Annotation dataset entries:
....

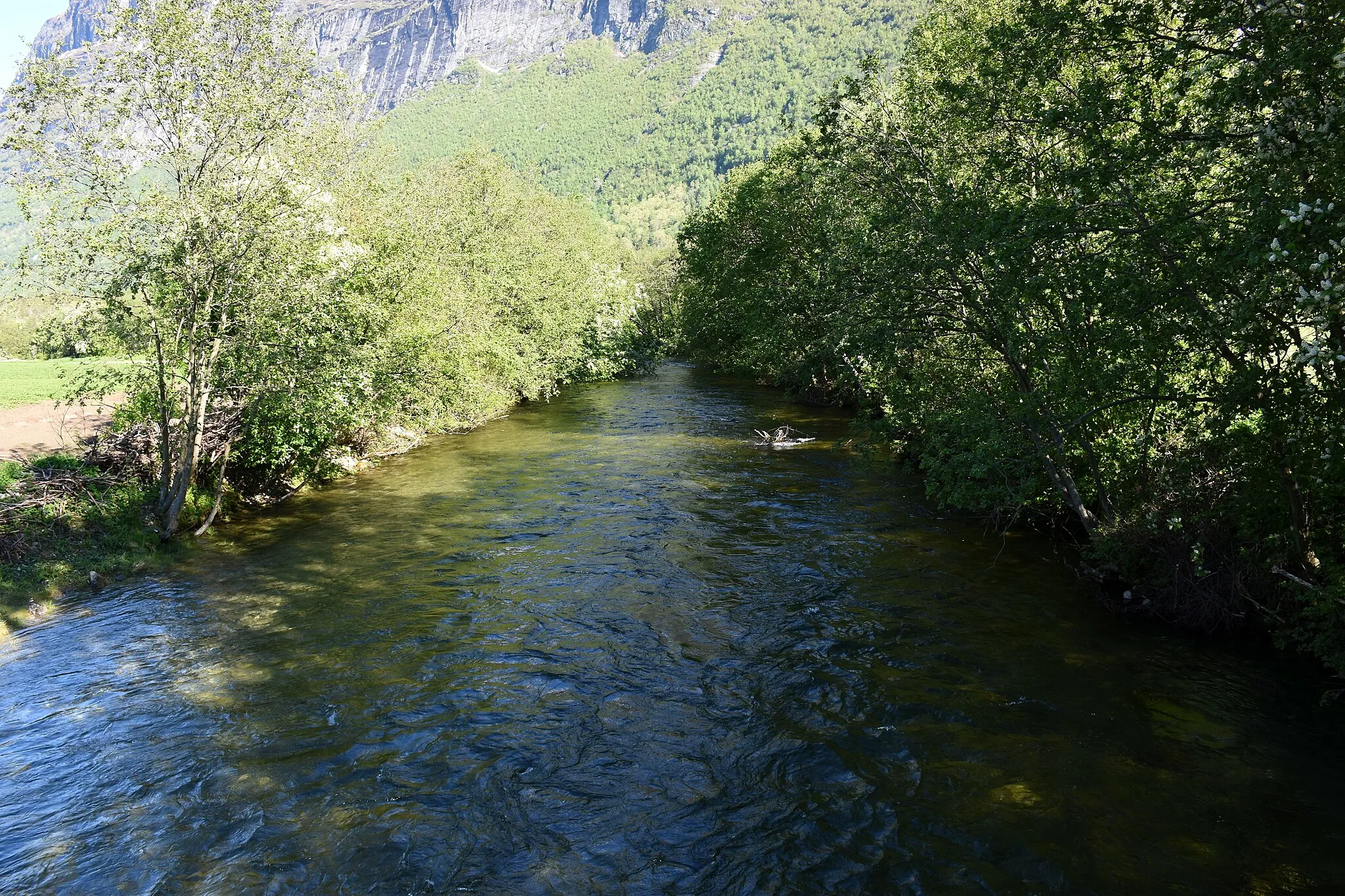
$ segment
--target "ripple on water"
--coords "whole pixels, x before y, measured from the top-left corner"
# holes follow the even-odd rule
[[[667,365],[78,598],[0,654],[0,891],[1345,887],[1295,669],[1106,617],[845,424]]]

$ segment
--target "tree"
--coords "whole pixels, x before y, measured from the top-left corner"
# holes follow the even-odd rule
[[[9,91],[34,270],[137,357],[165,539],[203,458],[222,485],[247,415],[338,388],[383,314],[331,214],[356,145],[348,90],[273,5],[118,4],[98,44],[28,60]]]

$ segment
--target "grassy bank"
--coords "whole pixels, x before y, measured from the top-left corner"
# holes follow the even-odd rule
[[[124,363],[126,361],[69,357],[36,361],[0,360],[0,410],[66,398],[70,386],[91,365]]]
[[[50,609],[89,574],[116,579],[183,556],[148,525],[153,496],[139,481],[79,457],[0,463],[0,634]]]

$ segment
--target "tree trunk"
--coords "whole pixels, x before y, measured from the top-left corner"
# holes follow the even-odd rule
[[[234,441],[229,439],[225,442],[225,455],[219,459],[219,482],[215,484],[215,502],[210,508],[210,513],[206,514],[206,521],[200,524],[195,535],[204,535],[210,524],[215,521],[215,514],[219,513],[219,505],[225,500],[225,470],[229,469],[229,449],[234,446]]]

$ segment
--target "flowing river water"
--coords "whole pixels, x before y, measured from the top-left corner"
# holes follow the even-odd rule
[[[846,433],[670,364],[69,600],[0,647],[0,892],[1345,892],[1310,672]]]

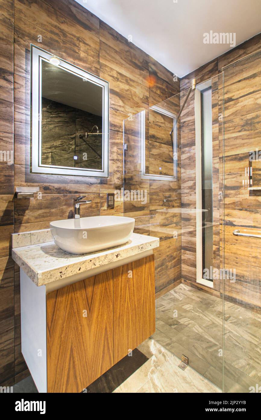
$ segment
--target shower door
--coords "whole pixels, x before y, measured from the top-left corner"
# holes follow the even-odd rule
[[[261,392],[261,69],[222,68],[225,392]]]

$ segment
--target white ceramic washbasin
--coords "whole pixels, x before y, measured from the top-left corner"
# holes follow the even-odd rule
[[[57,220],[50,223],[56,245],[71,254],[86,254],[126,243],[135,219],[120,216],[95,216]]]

....

WORK TO COMPLETE:
Pull every line of the items above into your answer unchanged, leaving out the picture lines.

EXERCISE ANSWER:
$ segment
--target "ripple on water"
--coords "whole pixels, x before y, measured from the top-left corner"
# holes follow the even-odd rule
[[[667,365],[78,598],[0,654],[0,891],[1345,887],[1295,669],[1106,617],[845,424]]]

$ segment
--target "tree"
--coords "whole pixels, x before y, measured from the top-left corner"
# holes follow the even-odd rule
[[[9,91],[34,270],[137,357],[165,539],[203,458],[222,485],[247,415],[338,388],[383,314],[331,214],[356,145],[348,90],[273,5],[118,4],[98,44],[28,60]]]

$ segment
--target "grassy bank"
--coords "whole pixels, x before y, measured from the top-left corner"
# holes follow the even-odd rule
[[[124,363],[126,361],[69,357],[36,361],[0,360],[0,410],[66,398],[70,386],[91,365]]]
[[[50,609],[89,574],[116,579],[183,556],[148,525],[153,496],[139,481],[79,457],[0,463],[0,634]]]

$ segment
--target "tree trunk"
--coords "whole pixels, x before y, measured from the top-left corner"
# holes follow the even-odd rule
[[[234,441],[229,439],[225,442],[225,455],[219,459],[219,482],[215,484],[215,502],[210,508],[210,513],[206,514],[206,521],[200,524],[195,535],[204,535],[210,524],[215,521],[215,514],[219,513],[219,505],[225,500],[225,470],[229,469],[229,449],[234,446]]]

$ segment
--target "flowing river water"
--coords "whole pixels, x before y, measured from the top-left corner"
# holes follow the even-odd rule
[[[846,433],[670,364],[69,600],[0,647],[0,892],[1345,892],[1310,672]]]

$ segment
--target shower door
--coords "whole pixels, x before y, measured from the top-left corner"
# holes follow the even-odd rule
[[[261,392],[261,69],[222,68],[225,392]]]

$ segment
--target white ceramic washbasin
--coords "whole pixels, x before y, measured from the top-left corner"
# holes follow the even-odd rule
[[[57,220],[50,223],[56,245],[71,254],[86,254],[126,243],[135,219],[120,216],[95,216]]]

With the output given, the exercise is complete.